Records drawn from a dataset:
>>

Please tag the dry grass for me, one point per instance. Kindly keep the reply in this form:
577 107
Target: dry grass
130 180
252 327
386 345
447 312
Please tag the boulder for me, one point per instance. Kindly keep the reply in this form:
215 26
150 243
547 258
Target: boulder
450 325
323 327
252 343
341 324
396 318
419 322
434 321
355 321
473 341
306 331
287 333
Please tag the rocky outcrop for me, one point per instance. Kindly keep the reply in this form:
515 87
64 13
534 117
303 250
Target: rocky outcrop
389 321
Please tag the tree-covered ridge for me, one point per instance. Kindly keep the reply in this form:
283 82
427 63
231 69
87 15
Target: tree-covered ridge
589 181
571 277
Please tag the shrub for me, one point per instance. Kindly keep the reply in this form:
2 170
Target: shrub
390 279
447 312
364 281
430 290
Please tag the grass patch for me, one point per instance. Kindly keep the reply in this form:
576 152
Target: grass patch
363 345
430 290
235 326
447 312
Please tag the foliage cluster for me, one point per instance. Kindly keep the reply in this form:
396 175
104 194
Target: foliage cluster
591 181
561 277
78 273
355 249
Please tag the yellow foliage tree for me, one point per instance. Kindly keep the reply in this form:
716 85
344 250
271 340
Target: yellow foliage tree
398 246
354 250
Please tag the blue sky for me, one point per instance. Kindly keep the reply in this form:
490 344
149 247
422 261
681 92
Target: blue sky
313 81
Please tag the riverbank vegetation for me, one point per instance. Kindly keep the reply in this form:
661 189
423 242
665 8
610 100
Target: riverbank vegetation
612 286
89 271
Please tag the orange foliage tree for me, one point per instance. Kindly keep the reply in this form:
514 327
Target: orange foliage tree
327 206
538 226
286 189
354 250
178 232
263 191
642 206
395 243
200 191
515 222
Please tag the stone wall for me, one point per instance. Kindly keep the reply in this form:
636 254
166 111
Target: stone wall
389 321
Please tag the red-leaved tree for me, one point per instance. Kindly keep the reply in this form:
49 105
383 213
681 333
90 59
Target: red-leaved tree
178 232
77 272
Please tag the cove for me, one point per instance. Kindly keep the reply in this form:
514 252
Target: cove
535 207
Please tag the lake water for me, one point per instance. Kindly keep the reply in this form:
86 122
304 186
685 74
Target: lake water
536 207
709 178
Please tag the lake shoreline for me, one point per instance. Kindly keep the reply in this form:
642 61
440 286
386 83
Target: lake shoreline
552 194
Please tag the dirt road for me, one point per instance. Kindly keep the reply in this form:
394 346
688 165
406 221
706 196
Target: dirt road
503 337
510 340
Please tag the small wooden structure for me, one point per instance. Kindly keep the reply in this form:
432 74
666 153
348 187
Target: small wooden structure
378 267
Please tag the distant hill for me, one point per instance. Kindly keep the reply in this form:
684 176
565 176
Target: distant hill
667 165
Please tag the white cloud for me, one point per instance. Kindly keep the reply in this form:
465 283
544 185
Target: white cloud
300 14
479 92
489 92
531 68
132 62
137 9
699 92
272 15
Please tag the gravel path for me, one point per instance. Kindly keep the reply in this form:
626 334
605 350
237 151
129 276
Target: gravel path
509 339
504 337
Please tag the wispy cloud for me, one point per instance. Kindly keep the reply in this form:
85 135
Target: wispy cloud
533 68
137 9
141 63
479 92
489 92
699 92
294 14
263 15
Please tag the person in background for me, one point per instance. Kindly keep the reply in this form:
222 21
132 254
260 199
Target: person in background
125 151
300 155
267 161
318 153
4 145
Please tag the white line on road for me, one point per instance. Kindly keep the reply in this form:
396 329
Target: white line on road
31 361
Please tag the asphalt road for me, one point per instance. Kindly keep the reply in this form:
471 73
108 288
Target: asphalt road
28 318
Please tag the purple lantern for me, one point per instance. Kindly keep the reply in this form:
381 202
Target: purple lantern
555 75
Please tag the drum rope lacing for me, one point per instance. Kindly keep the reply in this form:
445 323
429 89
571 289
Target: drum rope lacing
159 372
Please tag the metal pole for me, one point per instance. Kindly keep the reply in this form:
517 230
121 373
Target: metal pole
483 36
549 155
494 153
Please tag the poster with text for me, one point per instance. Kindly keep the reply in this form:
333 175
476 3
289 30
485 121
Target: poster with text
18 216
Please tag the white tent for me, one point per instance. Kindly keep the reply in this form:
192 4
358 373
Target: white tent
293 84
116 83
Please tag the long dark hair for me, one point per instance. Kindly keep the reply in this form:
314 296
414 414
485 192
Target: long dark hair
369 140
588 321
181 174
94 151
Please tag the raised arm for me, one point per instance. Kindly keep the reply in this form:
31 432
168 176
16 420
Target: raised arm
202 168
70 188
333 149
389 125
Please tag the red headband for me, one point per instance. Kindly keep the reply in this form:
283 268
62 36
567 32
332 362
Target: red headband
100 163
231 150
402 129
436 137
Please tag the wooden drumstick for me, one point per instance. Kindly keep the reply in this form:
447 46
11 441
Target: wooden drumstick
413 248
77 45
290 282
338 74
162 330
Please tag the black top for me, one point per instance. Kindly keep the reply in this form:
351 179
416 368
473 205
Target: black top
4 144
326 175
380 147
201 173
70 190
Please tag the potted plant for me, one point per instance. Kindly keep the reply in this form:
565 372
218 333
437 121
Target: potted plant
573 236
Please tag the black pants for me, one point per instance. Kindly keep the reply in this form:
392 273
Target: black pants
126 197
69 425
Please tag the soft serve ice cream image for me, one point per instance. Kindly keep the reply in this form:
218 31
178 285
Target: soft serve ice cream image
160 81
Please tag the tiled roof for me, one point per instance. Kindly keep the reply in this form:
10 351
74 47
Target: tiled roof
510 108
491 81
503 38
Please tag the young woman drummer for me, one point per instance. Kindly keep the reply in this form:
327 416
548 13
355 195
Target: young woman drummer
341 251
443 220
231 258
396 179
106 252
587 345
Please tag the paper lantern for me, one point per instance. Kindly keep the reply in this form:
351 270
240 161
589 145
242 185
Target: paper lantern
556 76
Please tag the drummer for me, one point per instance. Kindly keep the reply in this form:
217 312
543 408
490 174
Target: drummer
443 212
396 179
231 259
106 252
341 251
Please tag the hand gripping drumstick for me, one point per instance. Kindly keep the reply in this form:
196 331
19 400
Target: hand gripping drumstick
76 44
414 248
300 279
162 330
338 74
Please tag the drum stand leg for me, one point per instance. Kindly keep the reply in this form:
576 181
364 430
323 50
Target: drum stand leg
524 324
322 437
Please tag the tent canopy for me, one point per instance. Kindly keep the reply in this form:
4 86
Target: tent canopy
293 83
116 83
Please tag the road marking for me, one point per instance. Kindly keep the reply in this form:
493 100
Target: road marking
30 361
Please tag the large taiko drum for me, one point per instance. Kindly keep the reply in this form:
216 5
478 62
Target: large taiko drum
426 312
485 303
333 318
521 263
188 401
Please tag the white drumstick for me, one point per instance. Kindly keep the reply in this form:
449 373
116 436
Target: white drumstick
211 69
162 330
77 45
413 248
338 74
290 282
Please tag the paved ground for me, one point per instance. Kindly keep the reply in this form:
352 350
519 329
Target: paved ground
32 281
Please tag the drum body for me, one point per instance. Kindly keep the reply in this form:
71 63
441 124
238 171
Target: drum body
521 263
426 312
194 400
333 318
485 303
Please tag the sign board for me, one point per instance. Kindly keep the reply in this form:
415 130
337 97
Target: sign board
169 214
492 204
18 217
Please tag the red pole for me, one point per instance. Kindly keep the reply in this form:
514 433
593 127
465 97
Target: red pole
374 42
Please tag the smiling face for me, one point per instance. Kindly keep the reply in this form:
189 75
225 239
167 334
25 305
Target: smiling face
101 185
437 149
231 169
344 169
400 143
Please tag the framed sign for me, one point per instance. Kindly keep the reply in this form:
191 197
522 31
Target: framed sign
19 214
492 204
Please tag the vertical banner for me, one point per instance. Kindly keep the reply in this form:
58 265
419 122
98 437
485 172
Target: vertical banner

<<

→ The problem
Every line in the data that holds "banner" should be copied out.

→ Answer to this exercise
Please tag the vertical banner for me, one point per instance. Kindly keep the reply in this form:
Target: vertical banner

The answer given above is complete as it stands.